• **Goal**
Show every line from the items below that contains the word "hotel", copying each such line in full.

begin

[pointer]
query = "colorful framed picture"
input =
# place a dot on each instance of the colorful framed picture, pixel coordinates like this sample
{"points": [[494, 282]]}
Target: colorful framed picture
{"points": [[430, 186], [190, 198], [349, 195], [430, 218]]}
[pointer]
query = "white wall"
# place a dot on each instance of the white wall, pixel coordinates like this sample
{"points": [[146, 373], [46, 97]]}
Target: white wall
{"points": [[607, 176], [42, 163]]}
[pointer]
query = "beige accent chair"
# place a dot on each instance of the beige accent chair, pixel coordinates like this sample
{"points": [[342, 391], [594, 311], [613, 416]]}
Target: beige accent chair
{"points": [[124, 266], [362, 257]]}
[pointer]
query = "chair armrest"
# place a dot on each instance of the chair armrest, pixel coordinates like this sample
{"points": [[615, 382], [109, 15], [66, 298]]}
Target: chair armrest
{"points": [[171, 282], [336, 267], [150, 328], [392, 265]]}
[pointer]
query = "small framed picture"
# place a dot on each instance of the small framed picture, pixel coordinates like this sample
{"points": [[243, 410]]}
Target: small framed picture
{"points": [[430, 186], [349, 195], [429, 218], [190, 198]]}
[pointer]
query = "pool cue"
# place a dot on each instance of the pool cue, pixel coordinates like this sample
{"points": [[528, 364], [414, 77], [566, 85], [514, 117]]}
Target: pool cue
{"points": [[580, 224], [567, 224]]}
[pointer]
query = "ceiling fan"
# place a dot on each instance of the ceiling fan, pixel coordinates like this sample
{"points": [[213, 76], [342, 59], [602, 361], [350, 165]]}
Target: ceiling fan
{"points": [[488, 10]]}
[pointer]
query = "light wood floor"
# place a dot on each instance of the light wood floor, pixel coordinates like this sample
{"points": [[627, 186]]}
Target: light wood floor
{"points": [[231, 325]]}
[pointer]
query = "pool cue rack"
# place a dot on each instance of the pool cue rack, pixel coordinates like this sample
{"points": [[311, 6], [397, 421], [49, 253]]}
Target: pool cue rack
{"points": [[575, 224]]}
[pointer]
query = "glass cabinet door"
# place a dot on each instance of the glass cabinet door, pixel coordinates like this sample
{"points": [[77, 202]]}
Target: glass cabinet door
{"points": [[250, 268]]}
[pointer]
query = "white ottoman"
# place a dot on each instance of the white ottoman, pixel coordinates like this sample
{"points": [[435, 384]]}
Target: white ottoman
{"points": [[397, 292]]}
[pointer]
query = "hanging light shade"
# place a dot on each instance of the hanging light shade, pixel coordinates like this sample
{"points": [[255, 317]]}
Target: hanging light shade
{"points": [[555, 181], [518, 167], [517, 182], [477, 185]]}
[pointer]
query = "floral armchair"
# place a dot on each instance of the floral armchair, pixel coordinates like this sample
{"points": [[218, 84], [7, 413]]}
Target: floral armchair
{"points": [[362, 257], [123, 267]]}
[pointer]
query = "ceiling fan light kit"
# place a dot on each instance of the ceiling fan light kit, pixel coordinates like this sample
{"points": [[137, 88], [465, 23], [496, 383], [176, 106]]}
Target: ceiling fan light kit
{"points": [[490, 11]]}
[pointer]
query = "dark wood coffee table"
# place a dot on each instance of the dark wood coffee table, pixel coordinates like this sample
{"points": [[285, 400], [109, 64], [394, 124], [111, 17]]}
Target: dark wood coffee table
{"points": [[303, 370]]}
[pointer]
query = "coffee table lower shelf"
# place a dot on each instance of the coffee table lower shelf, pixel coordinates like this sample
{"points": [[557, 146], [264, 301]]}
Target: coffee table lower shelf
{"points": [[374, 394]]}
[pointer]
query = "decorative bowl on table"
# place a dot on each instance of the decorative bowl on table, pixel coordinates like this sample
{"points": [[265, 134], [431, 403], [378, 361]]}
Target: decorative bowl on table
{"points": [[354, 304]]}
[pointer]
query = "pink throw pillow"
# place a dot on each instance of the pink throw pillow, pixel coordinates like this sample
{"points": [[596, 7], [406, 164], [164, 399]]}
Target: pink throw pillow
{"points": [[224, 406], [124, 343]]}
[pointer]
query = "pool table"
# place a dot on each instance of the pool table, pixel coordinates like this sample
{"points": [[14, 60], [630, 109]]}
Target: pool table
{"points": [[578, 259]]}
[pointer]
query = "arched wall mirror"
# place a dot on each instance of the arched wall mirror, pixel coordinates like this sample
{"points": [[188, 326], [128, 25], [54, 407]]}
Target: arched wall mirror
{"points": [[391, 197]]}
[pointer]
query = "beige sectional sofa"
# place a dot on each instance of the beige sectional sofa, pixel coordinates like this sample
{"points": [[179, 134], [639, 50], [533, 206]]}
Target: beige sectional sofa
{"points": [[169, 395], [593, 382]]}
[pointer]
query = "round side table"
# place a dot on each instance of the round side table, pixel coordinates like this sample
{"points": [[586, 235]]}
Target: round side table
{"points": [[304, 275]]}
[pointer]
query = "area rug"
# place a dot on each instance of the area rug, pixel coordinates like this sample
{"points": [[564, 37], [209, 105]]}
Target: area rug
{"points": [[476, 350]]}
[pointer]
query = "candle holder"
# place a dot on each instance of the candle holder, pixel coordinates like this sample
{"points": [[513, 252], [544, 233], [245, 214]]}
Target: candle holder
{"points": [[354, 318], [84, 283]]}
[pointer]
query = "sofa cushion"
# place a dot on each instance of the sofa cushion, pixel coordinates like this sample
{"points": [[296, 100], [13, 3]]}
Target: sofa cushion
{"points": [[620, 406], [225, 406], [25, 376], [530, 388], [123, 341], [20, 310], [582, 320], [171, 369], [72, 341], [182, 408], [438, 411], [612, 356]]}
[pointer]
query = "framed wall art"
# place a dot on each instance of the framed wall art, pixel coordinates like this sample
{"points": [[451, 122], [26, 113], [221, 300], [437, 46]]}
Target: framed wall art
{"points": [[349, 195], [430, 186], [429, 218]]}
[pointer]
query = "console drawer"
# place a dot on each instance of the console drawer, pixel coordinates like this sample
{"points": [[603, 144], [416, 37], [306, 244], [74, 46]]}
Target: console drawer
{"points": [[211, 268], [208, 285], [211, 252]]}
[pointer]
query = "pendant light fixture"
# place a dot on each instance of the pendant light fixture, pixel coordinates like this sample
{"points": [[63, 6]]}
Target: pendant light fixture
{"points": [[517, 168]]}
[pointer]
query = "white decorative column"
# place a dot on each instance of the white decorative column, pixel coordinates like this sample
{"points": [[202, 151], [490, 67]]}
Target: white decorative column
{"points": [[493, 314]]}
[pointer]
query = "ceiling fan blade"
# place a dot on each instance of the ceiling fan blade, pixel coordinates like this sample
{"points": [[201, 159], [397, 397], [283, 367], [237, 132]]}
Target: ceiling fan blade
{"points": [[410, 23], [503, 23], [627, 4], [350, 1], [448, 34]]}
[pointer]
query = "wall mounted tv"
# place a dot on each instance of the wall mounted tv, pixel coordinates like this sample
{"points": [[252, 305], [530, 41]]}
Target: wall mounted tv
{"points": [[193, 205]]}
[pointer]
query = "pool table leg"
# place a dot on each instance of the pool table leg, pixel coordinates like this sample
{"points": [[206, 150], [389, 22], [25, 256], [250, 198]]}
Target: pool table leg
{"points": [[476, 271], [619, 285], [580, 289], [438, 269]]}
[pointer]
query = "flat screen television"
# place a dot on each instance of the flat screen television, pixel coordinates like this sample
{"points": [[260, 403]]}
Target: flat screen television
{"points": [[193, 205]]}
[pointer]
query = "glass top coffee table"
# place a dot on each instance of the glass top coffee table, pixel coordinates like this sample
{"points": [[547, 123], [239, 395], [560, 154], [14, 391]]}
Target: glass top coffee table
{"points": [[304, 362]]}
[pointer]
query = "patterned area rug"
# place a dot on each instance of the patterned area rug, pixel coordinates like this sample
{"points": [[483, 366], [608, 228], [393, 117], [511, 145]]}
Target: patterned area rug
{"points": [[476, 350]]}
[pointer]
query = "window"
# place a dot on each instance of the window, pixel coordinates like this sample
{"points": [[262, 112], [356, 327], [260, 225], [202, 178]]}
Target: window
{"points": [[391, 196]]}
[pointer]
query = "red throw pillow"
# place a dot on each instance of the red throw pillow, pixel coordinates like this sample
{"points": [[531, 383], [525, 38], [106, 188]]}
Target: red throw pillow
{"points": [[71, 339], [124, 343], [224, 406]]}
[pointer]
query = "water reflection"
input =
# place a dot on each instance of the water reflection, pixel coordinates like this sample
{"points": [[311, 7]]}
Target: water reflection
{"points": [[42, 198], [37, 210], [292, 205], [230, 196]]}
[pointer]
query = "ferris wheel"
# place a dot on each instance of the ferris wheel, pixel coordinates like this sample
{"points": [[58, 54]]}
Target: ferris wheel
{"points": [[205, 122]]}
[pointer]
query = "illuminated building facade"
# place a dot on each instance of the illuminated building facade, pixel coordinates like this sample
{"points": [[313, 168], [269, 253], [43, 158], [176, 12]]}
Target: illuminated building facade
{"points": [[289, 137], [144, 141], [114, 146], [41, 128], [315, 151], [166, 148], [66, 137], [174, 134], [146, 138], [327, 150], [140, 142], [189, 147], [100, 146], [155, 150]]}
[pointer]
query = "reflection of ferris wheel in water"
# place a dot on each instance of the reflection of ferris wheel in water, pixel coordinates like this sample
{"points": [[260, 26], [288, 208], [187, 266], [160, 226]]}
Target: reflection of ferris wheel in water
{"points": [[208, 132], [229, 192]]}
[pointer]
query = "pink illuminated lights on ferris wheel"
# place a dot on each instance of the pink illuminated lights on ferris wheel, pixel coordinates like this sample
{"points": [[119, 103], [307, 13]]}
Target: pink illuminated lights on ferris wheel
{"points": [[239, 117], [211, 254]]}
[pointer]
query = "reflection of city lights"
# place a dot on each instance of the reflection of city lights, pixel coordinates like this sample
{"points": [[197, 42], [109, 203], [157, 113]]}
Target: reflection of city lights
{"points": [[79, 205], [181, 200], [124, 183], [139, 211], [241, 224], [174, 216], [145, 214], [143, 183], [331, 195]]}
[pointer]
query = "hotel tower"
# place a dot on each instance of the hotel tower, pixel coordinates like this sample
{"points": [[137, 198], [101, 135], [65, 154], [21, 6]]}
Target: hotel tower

end

• **Exercise output**
query = "hotel tower"
# place a dot on each instance of the hotel tower, pixel coordinates like this sample
Target: hotel tower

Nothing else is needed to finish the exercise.